START Source records

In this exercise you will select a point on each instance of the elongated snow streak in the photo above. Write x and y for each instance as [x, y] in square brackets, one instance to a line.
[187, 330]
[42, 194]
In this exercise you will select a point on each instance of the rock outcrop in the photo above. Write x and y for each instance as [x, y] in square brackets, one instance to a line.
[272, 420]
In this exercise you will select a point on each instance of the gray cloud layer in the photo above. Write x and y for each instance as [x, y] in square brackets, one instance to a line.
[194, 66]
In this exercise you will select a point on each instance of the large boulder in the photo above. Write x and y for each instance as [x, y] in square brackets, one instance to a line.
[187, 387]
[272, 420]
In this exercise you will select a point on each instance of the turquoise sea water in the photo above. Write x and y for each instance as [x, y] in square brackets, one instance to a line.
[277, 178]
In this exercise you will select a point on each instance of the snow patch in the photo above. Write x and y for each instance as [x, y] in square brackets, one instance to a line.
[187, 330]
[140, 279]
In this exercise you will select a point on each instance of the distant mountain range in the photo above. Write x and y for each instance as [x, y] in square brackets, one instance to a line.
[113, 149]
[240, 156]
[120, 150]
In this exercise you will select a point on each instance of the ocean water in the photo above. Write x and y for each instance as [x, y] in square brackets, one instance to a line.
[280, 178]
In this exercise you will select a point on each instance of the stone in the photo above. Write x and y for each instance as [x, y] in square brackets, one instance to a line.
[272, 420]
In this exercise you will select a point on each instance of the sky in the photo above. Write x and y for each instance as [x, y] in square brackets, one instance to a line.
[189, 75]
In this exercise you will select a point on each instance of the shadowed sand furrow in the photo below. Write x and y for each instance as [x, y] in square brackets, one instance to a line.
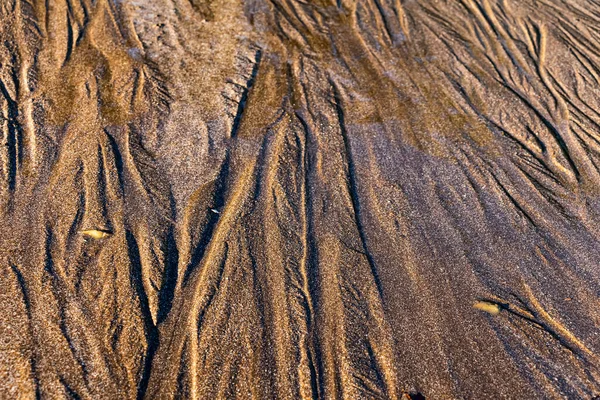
[374, 199]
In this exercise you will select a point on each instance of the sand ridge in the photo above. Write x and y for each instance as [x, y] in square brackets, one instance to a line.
[343, 199]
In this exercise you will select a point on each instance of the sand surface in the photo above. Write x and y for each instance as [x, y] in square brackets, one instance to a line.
[299, 199]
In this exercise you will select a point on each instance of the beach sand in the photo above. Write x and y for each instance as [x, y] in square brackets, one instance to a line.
[287, 199]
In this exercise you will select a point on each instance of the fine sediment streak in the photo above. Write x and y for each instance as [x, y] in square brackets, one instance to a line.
[373, 199]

END Source records

**Problem:** Starting at the line with "of the distant", write out every line exactly through the final line of the records above, both included, and skip the pictures.

**Output:**
In this exercise you will select a point on each instance of the distant mountain range in the photo above. Write x and y for each instance as [x, y] in square brackets, one instance to a line.
[113, 149]
[240, 156]
[120, 150]
In this exercise you will select a point on each instance of the ocean water in the photo above. Write x and y for each instance as [x, y] in square brackets, one instance to a line.
[280, 178]
In this exercise you will select a point on each instance of the stone in the photo above. Write x and y for each instance as [x, y] in square brackets, one instance to a line.
[272, 420]
In this exercise you will select a point on each instance of the sky in the photo above. Write x and y for each instance as [x, y] in square brackets, one instance to a line.
[189, 75]
In this exercise you will select a point on each instance of the shadowed sand furrow in the photo below. Write x and y for each instance as [x, y] in square brackets, one instance to a line.
[374, 199]
In this exercise you will select a point on each instance of the sand ridge in the photo above. Write x and y for each instance as [x, y] in square brackets, one instance to a line.
[343, 199]
In this exercise you will select a point on each instance of the sand surface in the photo above. Write x and y for each instance as [x, y] in square brackets, one instance to a line.
[299, 199]
In this exercise you will select a point on each instance of the beach sand in the photo above. Write x and y for each instance as [x, y] in square brackets, one instance to a line.
[287, 199]
In this exercise you will select a point on each instance of the fine sediment streak in the photo above. Write x and y for each instance as [x, y] in square brackets, one instance to a line.
[373, 199]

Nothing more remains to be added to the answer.